§ **Provided text**
+ + + +

Goodness of Fit vs Test of Independence
There are two primary types of chi-square tests, each answering a different question:
| Feature | Goodness of Fit | Test of Independence |
|---|---|---|
| Question | Does the distribution match a specific expected distribution? | Are two categorical variables independent? |
| Input | One set of observed frequencies + one set of expected | 2D contingency table (rows × columns) |
| df formula | k − 1 (k = number of categories) | (rows − 1) × (cols − 1) |
| Example | Is a die fair? Does survey data follow a known distribution? | Is smoking status related to lung disease? Does gender affect preference? |
Goodness of Fit
Use the Goodness of Fit test when you have a single categorical variable and want to compare observed counts to theoretically expected counts. For example, if you roll a die 100 times, the expected frequency for each face is 100/6 ≈ 16.67. The goodness of fit test tells you whether the observed roll counts deviate significantly from this expectation.

+ + + +

§ **Excerpted data**
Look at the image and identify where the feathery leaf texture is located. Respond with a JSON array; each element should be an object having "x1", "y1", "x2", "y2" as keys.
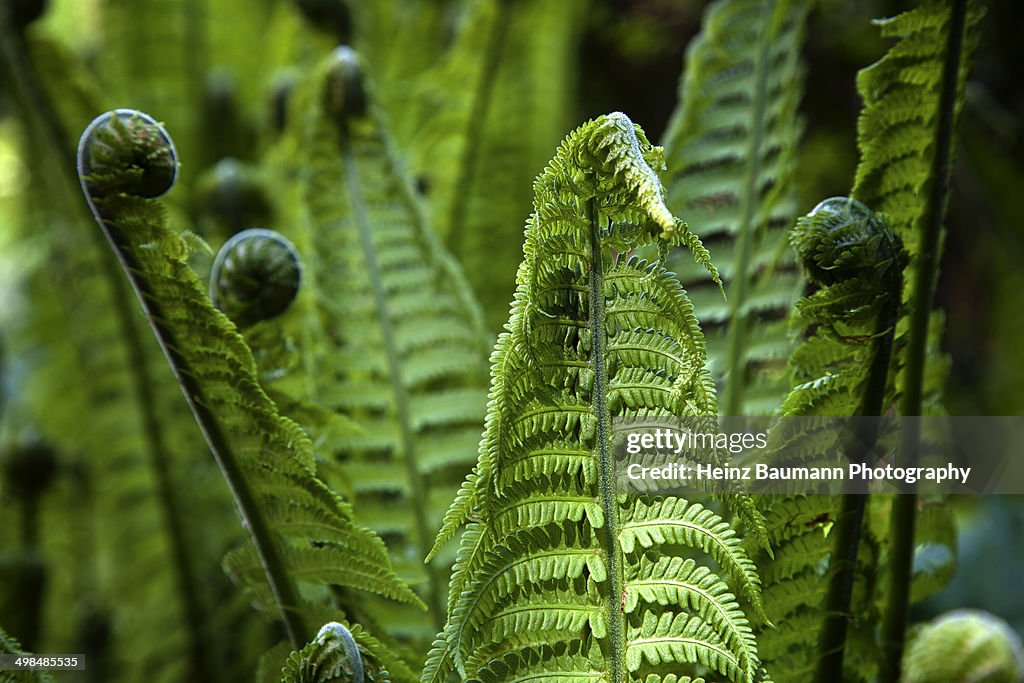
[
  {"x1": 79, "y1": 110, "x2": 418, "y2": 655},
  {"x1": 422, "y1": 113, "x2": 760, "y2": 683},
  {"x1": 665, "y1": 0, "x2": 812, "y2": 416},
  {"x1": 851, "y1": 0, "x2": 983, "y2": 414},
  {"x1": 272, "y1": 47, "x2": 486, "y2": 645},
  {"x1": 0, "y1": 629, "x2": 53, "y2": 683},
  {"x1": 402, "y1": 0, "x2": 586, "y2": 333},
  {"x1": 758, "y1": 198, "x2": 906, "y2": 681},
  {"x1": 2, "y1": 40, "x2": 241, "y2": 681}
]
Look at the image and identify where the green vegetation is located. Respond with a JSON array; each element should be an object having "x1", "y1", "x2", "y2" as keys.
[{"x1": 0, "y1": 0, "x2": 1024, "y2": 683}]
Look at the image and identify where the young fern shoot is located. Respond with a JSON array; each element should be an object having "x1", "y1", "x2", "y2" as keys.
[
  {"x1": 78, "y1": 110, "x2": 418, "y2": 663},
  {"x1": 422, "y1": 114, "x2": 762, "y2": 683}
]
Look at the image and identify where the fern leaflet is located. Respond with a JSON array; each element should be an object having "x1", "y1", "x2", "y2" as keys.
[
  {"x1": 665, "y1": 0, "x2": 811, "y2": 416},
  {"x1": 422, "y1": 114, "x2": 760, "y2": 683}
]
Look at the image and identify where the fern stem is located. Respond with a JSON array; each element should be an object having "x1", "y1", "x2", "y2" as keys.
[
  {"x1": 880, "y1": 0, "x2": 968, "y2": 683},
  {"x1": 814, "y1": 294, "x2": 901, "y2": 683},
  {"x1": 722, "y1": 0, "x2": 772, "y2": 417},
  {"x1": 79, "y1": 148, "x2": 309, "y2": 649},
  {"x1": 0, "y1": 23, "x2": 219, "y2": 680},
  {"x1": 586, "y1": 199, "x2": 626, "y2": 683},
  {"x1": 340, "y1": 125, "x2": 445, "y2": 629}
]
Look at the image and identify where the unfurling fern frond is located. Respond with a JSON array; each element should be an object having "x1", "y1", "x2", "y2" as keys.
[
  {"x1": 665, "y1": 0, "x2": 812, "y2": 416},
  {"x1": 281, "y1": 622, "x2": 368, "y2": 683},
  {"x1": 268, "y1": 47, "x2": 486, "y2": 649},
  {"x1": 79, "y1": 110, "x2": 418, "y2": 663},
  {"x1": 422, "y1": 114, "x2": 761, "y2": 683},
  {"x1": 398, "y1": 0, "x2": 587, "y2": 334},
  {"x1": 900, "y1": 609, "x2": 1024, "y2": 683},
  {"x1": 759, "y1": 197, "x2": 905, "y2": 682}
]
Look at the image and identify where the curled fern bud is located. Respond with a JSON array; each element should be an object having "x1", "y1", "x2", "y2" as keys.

+ + + +

§ **Task details**
Extend the passage on chi-square tests past its final sentence.

§ **Written reply**
Test of Independence
Use the Test of Independence (also called the chi-square contingency test) when you have two categorical variables and want to determine whether they are statistically related. The expected frequency for each cell is calculated as:
Eᵢⱼ = (Row Totalᵢ × Column Totalⱼ) / Grand Total
Degrees of Freedom
Degrees of freedom (df) determine which chi-square distribution to use when computing the p-value. The df reflects how many independent pieces of information you have after accounting for constraints.
- Goodness of Fit:df = k − 1, where k is the number of categories. We lose 1 degree of freedom because the observed frequencies must sum to the total.
- Test of Independence:df = (rows − 1) × (columns − 1). For a 2×2 table, df = 1. For a 3×4 table, df = 6.
A higher df shifts the chi-square distribution to the right, requiring a larger χ² value to achieve statistical significance at the same alpha level.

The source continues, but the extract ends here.